◆ AIM OF THE EXERCISE ◆
Write out each entry once more so that it matches the original exactly.
___
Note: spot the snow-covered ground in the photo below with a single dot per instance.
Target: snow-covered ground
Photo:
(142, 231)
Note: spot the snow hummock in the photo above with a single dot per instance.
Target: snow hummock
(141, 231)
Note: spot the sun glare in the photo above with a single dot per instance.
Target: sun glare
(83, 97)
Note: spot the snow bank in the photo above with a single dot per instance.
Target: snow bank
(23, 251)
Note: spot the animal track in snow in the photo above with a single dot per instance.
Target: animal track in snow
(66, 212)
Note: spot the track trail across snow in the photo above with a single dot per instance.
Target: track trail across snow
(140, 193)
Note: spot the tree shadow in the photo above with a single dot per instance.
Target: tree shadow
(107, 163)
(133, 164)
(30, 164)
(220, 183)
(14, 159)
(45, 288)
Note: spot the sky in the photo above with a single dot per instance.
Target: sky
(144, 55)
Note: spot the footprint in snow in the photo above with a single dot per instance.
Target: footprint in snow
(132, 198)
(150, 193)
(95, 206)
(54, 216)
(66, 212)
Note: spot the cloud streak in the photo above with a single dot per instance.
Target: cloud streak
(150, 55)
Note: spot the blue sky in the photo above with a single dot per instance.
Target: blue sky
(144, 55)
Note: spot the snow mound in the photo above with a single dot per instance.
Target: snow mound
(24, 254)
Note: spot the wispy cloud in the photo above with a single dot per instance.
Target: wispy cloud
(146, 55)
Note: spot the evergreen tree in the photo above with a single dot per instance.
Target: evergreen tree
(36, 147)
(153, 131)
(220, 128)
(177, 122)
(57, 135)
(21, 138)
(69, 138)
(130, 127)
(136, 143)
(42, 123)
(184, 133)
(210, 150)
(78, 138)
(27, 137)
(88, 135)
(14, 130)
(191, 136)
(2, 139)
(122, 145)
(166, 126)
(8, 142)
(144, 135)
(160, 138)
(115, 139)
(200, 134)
___
◆ YOUR SOLUTION ◆
Note: spot the snow-covered ground in the photo below with a single dot per instance.
Target: snow-covered ground
Photo:
(142, 231)
Note: spot the snow hummock in the photo above with a single dot per instance.
Target: snow hummock
(141, 231)
Note: spot the sun glare in the photo above with a single dot per instance.
Target: sun glare
(83, 97)
Note: spot the snow bank in the photo above with a single dot per instance.
Target: snow bank
(23, 251)
Note: spot the animal track in snow in the photo above with a single dot per instance.
Target: animal track in snow
(66, 212)
Note: spot the track trail across snow in the photo above with a single dot per instance.
Target: track trail across snow
(140, 193)
Note: spot the tree shadow in the photo above with a single dot per instance.
Target: tree shadow
(107, 163)
(133, 164)
(30, 164)
(220, 183)
(14, 159)
(45, 288)
Note: spot the sky in the photo above with a single dot per instance.
Target: sky
(144, 55)
Note: spot the footprint in snow in the photo above with a single dot per instance.
Target: footprint in snow
(132, 198)
(150, 193)
(95, 206)
(54, 216)
(66, 212)
Note: spot the cloud streak in the photo above with a single dot per instance.
Target: cloud streak
(150, 55)
Note: spot the blue sky in the photo above with a single dot per instance.
Target: blue sky
(144, 55)
Note: spot the snow mound in the photo above with a single dot per instance.
Target: snow mound
(24, 254)
Note: spot the wispy cloud in the photo above with a single dot per instance.
Target: wispy cloud
(146, 55)
Note: spot the evergreen tree in the photo above with a single dot per instance.
Target: evergreen tree
(36, 147)
(153, 131)
(220, 128)
(177, 122)
(57, 135)
(21, 138)
(69, 138)
(130, 127)
(136, 143)
(42, 123)
(184, 133)
(210, 150)
(78, 138)
(27, 137)
(88, 135)
(14, 130)
(191, 136)
(2, 139)
(122, 145)
(166, 126)
(8, 142)
(144, 135)
(160, 138)
(115, 139)
(200, 134)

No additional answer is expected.